→ EXERCISE DATA:
★ ★ ★ ★ ★ ★ ★
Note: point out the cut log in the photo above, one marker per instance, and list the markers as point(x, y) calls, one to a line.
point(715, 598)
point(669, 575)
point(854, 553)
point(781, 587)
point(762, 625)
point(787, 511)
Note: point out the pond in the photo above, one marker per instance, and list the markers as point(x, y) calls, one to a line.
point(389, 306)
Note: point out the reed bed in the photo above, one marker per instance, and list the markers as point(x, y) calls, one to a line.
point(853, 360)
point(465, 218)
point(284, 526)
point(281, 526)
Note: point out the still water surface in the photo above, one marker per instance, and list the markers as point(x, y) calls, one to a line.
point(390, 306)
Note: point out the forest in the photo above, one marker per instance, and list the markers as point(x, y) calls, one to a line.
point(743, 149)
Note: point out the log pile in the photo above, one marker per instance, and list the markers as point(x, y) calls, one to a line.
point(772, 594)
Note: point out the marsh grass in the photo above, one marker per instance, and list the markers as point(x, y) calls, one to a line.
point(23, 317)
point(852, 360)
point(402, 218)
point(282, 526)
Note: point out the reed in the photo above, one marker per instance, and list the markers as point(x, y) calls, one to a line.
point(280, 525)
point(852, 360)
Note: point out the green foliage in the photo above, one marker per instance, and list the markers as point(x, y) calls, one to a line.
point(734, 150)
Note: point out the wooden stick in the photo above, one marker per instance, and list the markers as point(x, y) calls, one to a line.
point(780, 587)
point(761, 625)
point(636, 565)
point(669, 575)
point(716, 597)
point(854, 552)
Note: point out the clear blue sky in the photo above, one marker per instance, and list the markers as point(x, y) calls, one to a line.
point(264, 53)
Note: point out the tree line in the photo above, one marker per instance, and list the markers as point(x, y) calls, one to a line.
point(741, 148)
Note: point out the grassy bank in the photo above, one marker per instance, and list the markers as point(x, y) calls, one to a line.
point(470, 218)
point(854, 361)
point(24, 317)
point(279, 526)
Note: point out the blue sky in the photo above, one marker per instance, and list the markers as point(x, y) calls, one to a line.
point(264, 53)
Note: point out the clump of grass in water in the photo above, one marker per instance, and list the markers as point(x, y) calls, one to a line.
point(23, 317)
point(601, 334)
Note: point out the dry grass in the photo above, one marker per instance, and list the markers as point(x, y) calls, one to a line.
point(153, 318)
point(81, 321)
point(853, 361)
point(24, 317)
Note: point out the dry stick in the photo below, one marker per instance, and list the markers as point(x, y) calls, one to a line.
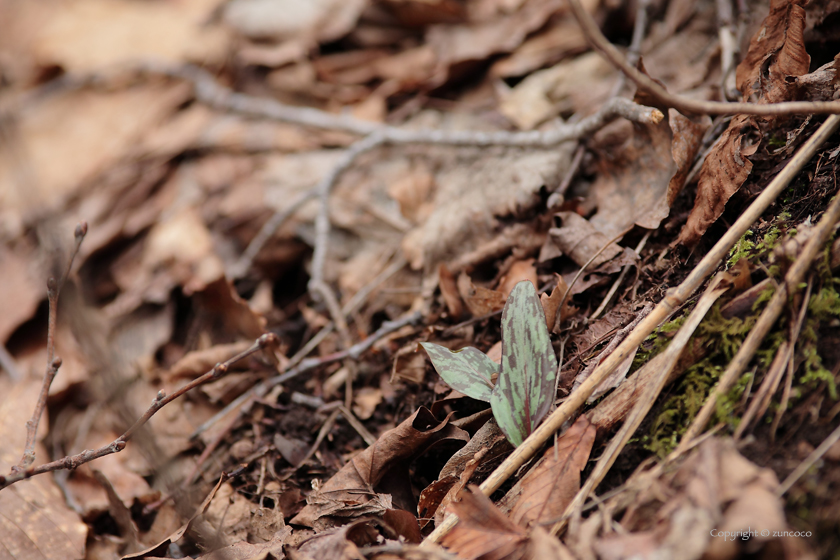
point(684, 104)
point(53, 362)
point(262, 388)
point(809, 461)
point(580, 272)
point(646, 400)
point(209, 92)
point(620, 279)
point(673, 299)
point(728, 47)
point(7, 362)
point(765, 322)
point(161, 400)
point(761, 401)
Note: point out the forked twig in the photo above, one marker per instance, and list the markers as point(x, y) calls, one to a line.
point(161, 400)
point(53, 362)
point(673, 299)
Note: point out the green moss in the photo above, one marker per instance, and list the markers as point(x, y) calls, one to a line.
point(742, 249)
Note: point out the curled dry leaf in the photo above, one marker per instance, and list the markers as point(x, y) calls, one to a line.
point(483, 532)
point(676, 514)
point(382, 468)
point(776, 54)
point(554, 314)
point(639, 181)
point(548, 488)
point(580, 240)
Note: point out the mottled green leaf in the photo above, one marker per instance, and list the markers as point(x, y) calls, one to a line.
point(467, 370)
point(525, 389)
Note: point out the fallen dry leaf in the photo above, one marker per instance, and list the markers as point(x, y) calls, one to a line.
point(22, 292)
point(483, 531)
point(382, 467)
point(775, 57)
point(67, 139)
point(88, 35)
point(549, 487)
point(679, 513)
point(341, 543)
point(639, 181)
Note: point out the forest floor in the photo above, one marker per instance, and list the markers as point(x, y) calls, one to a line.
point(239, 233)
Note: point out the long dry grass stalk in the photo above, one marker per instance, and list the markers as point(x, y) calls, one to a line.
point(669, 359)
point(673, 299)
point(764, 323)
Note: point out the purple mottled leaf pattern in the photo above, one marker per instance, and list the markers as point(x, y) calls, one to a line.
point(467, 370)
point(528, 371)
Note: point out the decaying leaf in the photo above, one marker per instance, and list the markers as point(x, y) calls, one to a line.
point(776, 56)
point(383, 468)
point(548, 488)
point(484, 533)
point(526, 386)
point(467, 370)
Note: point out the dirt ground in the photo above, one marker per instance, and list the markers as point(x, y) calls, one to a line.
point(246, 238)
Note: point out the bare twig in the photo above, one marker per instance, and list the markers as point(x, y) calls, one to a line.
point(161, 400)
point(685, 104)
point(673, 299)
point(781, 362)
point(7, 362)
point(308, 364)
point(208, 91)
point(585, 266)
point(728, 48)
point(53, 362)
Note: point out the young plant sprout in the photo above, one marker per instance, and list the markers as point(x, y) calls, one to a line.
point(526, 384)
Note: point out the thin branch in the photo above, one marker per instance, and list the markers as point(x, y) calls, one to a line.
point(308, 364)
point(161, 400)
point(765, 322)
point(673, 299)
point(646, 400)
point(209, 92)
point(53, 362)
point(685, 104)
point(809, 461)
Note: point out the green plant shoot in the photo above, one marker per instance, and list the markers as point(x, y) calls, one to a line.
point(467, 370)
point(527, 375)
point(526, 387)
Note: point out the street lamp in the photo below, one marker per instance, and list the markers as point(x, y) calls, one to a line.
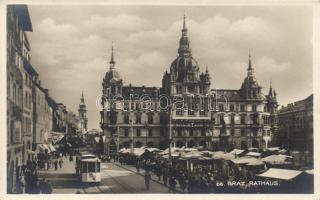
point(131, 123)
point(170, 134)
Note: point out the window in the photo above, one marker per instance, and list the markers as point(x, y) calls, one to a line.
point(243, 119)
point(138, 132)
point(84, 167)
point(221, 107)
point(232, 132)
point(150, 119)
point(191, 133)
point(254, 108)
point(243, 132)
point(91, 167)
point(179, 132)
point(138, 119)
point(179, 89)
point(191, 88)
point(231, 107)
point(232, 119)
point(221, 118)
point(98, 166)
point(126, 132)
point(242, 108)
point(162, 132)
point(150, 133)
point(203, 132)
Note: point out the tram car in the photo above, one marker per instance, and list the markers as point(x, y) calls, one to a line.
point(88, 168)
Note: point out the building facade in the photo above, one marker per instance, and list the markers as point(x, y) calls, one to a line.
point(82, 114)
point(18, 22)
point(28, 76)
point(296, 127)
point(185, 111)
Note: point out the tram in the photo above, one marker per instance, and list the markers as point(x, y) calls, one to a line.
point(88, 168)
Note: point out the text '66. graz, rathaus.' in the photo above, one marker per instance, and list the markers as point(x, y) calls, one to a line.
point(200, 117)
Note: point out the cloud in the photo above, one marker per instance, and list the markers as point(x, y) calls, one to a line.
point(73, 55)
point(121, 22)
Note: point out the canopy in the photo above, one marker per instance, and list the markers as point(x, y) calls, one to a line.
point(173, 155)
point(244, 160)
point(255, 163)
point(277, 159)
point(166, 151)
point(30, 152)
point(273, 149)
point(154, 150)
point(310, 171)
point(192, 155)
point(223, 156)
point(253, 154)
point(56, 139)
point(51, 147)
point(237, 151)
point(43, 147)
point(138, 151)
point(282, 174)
★ ★ ★ ★ ★ ★ ★
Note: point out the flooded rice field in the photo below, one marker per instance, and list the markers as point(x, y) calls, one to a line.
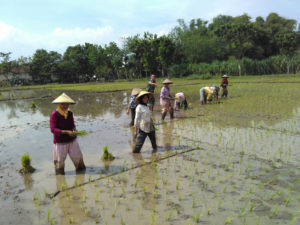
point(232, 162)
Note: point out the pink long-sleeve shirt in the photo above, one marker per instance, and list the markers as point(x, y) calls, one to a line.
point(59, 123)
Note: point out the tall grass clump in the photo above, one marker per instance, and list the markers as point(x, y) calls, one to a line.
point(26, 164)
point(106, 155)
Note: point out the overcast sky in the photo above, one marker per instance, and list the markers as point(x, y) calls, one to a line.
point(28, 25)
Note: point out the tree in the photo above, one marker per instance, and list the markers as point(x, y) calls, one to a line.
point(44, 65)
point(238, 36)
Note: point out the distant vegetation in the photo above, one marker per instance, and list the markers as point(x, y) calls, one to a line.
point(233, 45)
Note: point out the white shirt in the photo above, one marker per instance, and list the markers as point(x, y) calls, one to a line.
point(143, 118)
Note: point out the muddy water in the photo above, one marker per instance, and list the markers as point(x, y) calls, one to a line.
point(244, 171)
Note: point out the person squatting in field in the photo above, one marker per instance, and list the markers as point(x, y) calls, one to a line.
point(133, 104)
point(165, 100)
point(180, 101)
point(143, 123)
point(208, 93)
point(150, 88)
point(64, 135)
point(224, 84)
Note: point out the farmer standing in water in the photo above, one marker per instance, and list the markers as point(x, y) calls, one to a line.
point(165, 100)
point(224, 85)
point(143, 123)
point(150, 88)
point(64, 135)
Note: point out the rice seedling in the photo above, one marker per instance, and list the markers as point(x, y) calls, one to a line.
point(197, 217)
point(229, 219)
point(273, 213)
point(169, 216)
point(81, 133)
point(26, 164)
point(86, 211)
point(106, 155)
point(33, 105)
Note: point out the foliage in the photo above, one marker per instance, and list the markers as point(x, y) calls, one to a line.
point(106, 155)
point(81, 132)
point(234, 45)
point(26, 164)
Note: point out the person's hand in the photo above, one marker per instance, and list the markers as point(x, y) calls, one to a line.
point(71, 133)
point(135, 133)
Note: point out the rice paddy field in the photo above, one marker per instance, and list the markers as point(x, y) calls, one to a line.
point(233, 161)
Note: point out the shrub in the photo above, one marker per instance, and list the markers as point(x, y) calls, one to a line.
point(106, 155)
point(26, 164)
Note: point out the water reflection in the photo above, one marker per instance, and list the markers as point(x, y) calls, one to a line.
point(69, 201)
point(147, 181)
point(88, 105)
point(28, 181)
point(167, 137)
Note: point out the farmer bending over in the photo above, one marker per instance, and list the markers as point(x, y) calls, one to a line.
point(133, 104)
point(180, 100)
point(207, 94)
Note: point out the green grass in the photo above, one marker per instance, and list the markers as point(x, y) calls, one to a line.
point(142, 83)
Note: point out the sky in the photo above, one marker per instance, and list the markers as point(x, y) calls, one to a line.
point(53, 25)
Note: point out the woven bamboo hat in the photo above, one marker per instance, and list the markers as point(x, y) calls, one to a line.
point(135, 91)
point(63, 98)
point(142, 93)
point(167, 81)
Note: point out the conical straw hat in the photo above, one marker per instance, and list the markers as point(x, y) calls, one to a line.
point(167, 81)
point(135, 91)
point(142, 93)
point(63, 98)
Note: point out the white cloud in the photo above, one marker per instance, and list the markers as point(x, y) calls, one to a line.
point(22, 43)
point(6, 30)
★ ★ ★ ★ ★ ★ ★
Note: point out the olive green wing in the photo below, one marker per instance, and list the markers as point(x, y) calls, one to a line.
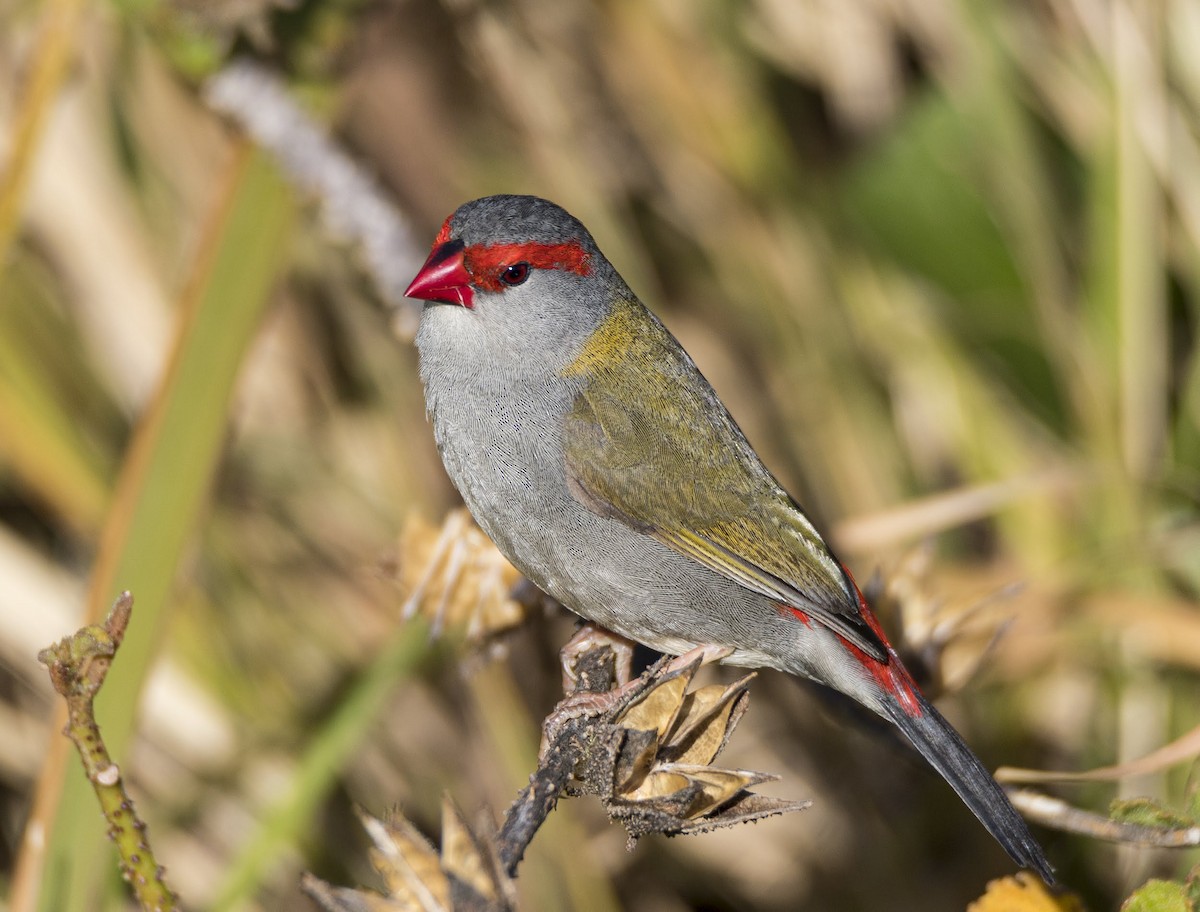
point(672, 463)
★ ★ ★ ★ ★ ★ ★
→ WHAT YOU ARE ASKED TO DO: Copy the lines in the stretch from "Note: point out the dry stick" through "point(761, 401)", changing "dry stick" to "fallen branch" and keeping everything else as it is. Omit the picture from your copy.

→ TASK RESPONSE:
Note: point out the fallen branch in the photo below, one marker per instance, and list the markers as point(x, y) calls, one to a line.
point(684, 104)
point(53, 362)
point(262, 388)
point(809, 461)
point(580, 272)
point(646, 400)
point(209, 92)
point(620, 279)
point(673, 299)
point(728, 47)
point(7, 362)
point(765, 322)
point(161, 400)
point(761, 401)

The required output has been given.